-- Text passage --
-.-.-

This repository pertains to the manuscript "Statistical Design of a Synthetic Bacterial Community that Clears a multi-drug Resistant gut pathogen."
There are two different Demo:
This folder contains a demonstration of the construction of Strain and metabolite landscapes using the PCA projections of the real dataset. These diagrams can also be found in our manuscript.
This folder contains a demonstration of PCA Analysis, Metabolite RF modeling, and PCA landscape construction on the synthetic datasets. These synthetic datasets are of the same size and similar nature as the real dataset. The results here are solely for pedagogical demonstration of our code. No part of these datasets and results generated have been used in our analysis and the manuscript.
-
In your terminal type and execute the following: [https://github.com/aramanlab/Oliveira_et_al_2024_V_Demo.git]
-
Alternatively, go to the link (https://github.com/aramanlab/Oliveira_et_al_2024_V_Demo.git) And download the zip file.
Installation/Download Time: 1 minute.
This repository contains the following datasets:
- PCA_coordinates_Metabolite_space_original_81_actual.csv ------- [Metabolite_Space_Principal_component_landscape.ipynb => Output]
- PCA_coordinates_Strain_Presence_Absence_Space_Original_96_actual.csv ------- [Strain_Space_Principal_component_landscape.ipynb => Output]
Strain presence-absence vs KP CFU for Original and out-of-sample experiments:
- consortia_taxa_presence_and_KpCFUs.csv-------[Iput => RF_Model_Metabolites.ipynb, Strain_Space_Principal_component_landscape.ipynb]
- consortia_taxa_presence_and_KPCFUs_OOS.csv
Metabolite Z score vs KP CFU for Original and out-of-sample experiments:
- Metabolite_120_Hr_dataset.csv-------[Input => RF_Model_Metabolites.ipynb, Metabolite_Space_Principal_component_landscape.ipynb]
- Metabolite_120_Hrs_OOS_set_log10_CFU.csv-------[Input => RF_Model_Metabolites.ipynb]
This repository contains the following notebooks:
Major Package Detail: scikit-learn[1.0.2] , scipy[1.7.3], Matplotlib[3.5.1]
- Jupyter Notebook to construct Metabolite space landscape of the original experiments [Metabolite_Space_Prinincipal_component_landscape.ipynb] [Runtime 5 minutes]
- Jupyter Notebook to construct Strain space landscape of the original experiments [Strain_Space_Prinincipal_component_landscape.ipynb] [Runtime 5 minutes]
- Jupyter Notebook to construct a Random Forest Model on Metabolites to predict KP suppression
[RF_Model_Metabolites.ipynb] [Runtime 5 minutes]
- Trained on original 96 experiments
- Tested on 60 Out-of-sample experiments
Pseudocodes describing the overarching steps in the calculations can be found in the Pseudocodes folder and the folders with notebooks. They also contain Run times for the codes they describe.

-.-.-

-- Information given --

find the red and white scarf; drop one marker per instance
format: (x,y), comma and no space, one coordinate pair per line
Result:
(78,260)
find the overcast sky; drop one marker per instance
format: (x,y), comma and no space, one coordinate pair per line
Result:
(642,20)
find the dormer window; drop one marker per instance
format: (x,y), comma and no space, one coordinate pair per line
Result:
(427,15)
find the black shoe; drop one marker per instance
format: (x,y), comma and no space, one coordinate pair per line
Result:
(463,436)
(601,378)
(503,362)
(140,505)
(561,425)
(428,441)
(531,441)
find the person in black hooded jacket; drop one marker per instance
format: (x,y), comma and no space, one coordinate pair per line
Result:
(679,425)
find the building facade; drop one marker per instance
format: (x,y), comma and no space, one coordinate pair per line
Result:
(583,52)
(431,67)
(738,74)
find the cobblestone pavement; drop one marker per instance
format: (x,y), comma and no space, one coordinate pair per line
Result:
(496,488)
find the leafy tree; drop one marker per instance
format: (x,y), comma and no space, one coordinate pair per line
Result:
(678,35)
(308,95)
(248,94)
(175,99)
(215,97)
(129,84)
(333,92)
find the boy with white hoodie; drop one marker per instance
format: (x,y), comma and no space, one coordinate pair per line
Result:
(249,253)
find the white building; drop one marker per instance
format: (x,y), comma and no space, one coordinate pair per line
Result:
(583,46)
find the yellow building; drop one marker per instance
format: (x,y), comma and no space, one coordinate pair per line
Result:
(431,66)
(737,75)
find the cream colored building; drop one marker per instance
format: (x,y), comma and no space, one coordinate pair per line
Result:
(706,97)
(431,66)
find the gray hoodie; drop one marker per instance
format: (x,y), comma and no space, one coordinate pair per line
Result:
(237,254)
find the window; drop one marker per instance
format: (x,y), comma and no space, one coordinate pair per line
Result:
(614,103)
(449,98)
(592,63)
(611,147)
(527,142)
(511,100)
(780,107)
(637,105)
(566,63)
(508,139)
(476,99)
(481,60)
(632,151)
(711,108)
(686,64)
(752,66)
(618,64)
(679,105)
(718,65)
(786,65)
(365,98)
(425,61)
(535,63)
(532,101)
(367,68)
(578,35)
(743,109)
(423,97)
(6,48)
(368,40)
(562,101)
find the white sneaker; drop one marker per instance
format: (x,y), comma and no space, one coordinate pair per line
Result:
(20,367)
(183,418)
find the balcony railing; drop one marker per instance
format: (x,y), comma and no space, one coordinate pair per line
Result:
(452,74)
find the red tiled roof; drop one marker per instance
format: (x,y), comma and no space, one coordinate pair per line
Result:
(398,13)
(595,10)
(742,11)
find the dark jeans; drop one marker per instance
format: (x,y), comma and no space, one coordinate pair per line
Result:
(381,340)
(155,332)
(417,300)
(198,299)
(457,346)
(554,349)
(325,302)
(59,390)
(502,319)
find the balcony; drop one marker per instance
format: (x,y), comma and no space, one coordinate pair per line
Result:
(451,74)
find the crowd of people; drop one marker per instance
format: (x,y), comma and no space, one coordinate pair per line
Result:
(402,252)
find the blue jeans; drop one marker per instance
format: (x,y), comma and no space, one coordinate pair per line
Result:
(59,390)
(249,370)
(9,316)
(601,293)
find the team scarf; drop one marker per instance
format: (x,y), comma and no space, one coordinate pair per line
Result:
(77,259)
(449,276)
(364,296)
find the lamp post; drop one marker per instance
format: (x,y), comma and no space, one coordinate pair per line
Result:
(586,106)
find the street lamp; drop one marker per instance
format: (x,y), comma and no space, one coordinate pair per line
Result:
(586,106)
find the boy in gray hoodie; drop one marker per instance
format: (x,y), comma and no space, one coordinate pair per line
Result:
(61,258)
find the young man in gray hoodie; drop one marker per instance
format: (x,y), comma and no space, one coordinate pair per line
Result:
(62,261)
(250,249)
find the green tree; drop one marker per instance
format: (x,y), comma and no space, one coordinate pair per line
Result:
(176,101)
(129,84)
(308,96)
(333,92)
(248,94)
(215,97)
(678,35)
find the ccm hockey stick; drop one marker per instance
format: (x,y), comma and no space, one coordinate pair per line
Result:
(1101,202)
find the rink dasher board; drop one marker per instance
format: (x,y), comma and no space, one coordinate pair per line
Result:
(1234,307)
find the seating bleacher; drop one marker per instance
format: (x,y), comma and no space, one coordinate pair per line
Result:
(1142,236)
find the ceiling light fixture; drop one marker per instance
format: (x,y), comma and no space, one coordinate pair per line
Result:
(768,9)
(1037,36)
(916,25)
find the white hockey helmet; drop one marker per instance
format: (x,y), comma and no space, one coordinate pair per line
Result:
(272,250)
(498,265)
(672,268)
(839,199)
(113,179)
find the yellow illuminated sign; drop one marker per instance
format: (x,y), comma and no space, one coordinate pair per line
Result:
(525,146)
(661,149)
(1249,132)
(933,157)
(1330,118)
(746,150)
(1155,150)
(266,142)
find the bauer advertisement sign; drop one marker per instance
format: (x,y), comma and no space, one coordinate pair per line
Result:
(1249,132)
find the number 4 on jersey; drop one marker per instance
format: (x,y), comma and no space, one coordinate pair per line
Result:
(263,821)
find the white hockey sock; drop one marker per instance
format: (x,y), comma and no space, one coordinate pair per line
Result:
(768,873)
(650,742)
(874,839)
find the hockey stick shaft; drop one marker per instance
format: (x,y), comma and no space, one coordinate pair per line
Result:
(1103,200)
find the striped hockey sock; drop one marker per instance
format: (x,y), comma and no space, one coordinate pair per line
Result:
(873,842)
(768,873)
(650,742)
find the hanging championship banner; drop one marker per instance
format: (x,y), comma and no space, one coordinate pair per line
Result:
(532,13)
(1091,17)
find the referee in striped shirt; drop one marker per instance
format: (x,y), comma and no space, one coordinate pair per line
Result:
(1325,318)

-.-.-

-- Aim of the task --
Answer from the repository description:
(a) How long does installation or download take?
(b) Which version of scikit-learn is listed?
(c) On how many out-of-sample experiments is the Random Forest model tested?
The rows have nothing to do with the repository description.

-- Exercise solution --
(a) 1 minute
(b) 1.0.2
(c) 60